• [WHAT TO DO]:
A - In the post about a daughter starting secondary school, what conclusion did CAMHS reach about her?
B - Pick up the post about a daughter starting secondary school right after its final sentence, and carry it on from there.

• [PROVIDED TEXT]:

I have an 11 year old dd who started secondary school a week and a half ago. The backstory is - she has always really struggled socially and in February had what I would describe as a breakdown, where she started refusing to go to school, and was having really dark thoughts. I took her to the doctors and she was referred to CAMHS, where they came to the conclusion that she is likely to be autistic and we are currently going through the long process of assessment.
For the last 6 months of primary she was either not there, or when she was she would not join in with anything and would sit with her head on the desk/under the table/hide in the corner. Despite not doing any of the preparation she did well in her SATS.
She is aware that people see her as 'the weird kid' and really wanted to have a fresh start at secondary. She has been joining in with lessons, even PE which she hates, and trying really hard to be 'normal' and fit in. I am so, so proud of her as I can see how emotionally exhausting it is for her. She has a support worker coming into school to see her and I had a conversation with her on Thursday where she said dd had disclosed that she was really struggling and was feeling depressed.
So yesterday I went to pick dd up and I could tell something was wrong. We were in the car and she wouldn't tell me as it was too noisy (no music on, just normal car noises but when she's feeling stressed she gets really sensitive to noises).

• [ENTRIES PROVIDED]:
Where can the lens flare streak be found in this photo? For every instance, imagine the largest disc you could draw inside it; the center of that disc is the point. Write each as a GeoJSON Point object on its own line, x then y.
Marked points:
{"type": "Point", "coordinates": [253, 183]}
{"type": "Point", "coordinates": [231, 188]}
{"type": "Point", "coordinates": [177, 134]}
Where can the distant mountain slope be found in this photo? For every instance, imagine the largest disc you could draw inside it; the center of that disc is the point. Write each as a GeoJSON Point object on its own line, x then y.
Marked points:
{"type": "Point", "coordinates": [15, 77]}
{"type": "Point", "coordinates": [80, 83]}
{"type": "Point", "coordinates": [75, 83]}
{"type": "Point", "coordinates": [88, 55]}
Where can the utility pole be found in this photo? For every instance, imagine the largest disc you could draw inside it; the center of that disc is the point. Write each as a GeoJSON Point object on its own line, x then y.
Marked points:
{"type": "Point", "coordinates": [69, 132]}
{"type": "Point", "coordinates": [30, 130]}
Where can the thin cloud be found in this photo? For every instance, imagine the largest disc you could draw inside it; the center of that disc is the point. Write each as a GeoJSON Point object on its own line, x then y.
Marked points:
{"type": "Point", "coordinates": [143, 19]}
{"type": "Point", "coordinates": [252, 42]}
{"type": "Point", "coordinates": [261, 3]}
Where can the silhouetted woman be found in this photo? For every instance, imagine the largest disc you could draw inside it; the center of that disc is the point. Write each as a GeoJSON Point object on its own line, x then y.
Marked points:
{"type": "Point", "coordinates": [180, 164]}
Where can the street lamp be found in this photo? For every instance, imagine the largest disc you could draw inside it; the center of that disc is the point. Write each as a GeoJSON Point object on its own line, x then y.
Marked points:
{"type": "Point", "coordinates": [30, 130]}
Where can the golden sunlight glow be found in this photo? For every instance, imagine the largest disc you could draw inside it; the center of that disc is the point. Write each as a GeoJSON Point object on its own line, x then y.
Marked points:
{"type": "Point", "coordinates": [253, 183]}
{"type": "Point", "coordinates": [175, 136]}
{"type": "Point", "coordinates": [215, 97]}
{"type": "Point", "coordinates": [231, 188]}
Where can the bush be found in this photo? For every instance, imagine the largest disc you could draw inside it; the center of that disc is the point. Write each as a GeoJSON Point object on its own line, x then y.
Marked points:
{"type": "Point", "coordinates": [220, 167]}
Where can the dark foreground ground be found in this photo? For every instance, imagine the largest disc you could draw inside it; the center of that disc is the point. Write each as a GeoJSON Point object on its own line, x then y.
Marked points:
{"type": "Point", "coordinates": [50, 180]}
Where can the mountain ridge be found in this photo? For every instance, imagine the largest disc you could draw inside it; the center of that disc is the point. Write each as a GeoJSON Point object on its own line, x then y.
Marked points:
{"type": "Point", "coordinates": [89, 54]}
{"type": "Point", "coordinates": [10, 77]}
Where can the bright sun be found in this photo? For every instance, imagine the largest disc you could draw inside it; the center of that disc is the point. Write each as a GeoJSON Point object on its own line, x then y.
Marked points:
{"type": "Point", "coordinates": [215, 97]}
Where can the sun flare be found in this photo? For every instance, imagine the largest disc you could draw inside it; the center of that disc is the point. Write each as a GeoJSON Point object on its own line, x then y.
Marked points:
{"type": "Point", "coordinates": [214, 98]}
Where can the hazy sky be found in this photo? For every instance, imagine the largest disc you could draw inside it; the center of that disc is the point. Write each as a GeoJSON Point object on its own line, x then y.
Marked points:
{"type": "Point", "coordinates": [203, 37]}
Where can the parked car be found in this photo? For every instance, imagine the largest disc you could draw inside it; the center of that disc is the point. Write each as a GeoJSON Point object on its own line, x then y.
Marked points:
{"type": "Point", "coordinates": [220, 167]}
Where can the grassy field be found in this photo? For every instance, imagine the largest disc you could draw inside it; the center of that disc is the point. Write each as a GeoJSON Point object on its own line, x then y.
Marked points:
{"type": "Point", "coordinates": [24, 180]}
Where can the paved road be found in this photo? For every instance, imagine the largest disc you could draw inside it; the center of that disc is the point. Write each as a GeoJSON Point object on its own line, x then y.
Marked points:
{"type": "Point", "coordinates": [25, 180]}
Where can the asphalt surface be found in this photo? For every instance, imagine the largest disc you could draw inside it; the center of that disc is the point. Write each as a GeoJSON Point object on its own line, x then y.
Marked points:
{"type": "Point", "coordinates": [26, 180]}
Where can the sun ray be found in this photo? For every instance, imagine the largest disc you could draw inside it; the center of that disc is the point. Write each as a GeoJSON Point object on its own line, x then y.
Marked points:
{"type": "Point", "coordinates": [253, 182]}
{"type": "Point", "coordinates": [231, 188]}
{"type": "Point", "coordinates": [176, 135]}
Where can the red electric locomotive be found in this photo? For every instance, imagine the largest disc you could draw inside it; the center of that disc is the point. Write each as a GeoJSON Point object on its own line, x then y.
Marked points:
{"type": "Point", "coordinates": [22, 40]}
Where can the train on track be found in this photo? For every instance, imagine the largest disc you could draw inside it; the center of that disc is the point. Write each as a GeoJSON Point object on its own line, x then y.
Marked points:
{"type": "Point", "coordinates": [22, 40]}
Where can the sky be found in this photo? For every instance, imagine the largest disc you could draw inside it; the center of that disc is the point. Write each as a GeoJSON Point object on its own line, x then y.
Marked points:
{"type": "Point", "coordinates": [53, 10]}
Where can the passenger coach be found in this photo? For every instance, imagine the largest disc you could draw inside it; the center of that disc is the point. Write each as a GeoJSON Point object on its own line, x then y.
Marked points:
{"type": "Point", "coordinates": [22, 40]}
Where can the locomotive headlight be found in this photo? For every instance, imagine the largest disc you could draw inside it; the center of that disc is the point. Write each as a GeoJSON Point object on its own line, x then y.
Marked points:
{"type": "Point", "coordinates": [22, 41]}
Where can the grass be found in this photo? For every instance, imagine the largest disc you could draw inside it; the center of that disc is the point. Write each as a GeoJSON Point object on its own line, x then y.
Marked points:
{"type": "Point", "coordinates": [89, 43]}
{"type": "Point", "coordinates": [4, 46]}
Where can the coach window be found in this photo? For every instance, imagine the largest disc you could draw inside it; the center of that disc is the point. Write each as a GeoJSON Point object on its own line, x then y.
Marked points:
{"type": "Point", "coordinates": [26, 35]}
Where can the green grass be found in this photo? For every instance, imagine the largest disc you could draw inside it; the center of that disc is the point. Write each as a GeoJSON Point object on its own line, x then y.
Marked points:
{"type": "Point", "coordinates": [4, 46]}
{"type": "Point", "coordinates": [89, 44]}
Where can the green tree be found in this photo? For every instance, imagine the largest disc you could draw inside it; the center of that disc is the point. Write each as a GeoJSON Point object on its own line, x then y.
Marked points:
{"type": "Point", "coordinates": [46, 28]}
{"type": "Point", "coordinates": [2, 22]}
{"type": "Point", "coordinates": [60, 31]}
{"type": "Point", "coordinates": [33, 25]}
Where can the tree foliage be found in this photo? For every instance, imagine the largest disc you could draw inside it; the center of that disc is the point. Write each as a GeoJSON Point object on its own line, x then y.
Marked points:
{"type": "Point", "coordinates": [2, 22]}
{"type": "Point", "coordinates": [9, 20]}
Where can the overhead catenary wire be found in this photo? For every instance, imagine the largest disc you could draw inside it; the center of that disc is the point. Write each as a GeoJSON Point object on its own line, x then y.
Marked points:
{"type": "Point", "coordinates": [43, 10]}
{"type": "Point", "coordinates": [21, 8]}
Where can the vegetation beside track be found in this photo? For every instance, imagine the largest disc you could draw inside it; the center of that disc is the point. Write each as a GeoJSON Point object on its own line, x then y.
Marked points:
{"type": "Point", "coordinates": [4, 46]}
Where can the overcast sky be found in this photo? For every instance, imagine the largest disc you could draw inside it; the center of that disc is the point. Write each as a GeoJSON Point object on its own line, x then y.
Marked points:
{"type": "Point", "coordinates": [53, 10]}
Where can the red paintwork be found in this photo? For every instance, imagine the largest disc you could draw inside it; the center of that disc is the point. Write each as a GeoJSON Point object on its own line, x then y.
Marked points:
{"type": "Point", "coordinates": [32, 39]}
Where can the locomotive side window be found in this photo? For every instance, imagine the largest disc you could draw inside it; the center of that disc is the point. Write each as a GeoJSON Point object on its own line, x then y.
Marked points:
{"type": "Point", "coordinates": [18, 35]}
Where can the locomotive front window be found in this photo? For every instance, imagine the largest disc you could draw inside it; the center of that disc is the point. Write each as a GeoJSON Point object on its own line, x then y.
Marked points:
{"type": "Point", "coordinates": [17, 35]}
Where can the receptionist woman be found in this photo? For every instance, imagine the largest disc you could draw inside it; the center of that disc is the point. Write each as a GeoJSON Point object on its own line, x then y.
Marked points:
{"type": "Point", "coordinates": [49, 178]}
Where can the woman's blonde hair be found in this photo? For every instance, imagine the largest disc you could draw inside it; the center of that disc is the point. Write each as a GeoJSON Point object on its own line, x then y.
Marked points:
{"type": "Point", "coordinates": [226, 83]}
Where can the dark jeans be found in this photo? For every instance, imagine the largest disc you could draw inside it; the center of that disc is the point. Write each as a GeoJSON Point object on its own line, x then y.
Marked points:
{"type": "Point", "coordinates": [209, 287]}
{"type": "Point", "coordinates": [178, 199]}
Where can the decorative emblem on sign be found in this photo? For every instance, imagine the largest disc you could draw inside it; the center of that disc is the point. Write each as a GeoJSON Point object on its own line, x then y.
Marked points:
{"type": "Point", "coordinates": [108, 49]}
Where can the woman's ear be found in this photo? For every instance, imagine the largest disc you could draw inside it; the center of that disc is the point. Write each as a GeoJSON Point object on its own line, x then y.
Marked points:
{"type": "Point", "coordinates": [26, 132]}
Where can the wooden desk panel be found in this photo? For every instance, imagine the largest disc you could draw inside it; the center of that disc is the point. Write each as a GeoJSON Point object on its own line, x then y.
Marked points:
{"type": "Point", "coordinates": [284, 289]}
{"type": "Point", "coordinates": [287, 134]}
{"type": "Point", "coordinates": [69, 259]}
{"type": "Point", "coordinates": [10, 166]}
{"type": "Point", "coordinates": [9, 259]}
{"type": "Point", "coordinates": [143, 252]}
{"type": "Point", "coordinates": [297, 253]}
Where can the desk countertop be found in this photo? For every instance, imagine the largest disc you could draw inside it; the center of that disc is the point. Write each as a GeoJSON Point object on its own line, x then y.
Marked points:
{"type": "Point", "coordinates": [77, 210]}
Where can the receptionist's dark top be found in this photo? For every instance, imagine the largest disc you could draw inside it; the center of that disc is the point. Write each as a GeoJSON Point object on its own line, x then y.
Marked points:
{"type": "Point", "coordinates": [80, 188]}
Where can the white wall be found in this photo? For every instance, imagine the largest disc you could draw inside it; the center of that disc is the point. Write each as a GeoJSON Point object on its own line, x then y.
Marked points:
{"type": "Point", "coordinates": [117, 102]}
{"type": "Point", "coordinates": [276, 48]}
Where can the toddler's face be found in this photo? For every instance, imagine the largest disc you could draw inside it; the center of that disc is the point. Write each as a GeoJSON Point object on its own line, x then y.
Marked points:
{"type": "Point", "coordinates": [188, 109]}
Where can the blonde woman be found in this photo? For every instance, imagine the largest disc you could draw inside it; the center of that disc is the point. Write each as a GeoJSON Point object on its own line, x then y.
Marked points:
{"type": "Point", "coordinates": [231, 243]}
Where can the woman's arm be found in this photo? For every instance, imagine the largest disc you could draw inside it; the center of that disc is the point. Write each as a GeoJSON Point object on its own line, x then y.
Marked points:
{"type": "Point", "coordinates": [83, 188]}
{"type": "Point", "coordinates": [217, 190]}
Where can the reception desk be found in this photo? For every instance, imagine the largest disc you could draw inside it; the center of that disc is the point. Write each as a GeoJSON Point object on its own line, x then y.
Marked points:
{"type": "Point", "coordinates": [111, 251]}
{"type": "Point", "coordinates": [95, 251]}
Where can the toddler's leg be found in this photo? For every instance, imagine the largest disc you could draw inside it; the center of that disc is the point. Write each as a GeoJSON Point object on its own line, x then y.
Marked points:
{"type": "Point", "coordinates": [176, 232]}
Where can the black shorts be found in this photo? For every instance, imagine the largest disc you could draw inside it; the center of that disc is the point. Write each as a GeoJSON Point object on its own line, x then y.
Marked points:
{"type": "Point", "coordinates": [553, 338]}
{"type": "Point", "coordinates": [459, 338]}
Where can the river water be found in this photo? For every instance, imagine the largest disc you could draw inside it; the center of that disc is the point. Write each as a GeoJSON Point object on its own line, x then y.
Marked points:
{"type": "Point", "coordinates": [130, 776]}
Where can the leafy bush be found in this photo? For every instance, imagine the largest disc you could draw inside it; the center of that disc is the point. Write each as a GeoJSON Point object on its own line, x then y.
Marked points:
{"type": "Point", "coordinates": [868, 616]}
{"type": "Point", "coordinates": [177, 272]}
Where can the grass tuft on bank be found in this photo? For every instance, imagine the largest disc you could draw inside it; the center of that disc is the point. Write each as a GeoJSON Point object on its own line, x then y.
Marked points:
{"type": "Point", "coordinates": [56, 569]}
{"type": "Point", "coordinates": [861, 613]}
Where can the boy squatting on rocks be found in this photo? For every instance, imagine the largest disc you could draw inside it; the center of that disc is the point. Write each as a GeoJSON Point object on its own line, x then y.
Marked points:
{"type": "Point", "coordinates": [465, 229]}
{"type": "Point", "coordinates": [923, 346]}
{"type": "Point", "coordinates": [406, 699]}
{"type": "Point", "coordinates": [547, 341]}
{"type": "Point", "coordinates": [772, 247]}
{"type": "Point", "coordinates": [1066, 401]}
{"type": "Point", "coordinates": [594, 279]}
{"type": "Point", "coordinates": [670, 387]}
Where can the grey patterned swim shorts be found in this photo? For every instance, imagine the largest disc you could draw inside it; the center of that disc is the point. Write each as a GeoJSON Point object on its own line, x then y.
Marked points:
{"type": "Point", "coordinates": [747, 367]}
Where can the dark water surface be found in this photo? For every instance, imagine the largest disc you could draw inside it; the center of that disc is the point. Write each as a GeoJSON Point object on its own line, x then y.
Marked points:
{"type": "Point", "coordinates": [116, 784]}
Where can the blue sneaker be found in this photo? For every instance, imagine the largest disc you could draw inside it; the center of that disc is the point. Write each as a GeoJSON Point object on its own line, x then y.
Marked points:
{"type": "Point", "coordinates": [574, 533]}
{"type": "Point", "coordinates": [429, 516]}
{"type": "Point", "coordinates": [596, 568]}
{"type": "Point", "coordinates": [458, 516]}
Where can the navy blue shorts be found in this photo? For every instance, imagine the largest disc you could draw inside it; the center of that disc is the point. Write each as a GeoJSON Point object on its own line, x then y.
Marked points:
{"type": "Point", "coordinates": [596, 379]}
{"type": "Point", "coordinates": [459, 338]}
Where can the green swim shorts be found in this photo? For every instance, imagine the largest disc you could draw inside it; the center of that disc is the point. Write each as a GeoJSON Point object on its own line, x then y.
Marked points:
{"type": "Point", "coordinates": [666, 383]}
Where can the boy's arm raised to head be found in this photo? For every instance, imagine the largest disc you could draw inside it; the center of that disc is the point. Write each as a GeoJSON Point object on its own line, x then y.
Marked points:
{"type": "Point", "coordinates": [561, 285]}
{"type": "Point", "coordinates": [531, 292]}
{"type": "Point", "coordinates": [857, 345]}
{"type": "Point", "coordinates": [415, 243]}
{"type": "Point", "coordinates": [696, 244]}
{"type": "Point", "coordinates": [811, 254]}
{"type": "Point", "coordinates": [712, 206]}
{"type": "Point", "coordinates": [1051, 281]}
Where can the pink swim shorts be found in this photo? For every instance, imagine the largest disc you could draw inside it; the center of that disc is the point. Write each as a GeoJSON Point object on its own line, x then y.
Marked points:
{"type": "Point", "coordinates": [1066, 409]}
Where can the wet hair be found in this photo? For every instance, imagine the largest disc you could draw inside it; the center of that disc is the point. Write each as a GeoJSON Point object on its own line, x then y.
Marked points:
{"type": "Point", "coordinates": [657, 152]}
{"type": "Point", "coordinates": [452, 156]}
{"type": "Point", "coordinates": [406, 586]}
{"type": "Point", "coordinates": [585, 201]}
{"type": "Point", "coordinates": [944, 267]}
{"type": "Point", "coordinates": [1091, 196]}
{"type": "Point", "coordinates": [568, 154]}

• [REPLIES]:
A - CAMHS concluded that she is likely to be autistic.

B -
Eventually at 5.30pm I managed to get her to talk to me. She was lining up for a lesson and there was a boy behind her who was picking on her. She got in the classroom and turns out she had to sit next to this boy. She refused to sit next to him, so the teacher ended up shouting at her and making her leave the room. The teacher came out and told her she had a detention. Dd went back in the class and had to sit next to the boy, who carried on picking on dd by making horrible comments about her to his friends (this again is a big sensitivity for dd, she left one school because she was bullied, she is so insecure and paranoid about what people think of her and this boy's behaviour really isn't going to help that). In the end she got fed up with it and threw her blazer at him, at which point the boy told the teacher on her and she got in more trouble.
She's now really down about school and saying she hates it, and I know I'm not thinking very rationally really but I'm really pissed about it. For dd to be attending school and actually making an effort to join in is a MAJOR thing for her, and I feel that the teacher should have been a bit more understanding that dd has autism (not diagnosed but the school SENCO dept are treating her as if she does). AIBU for thinking this? I feel like I should speak to the teacher about it and respectfully ask her to cut dd a bit of slack as this happened at the end of her first full week of school in over 6 months, and she was completely emotionally done in from the effort of conforming. But not sure whether that's the right thing to do.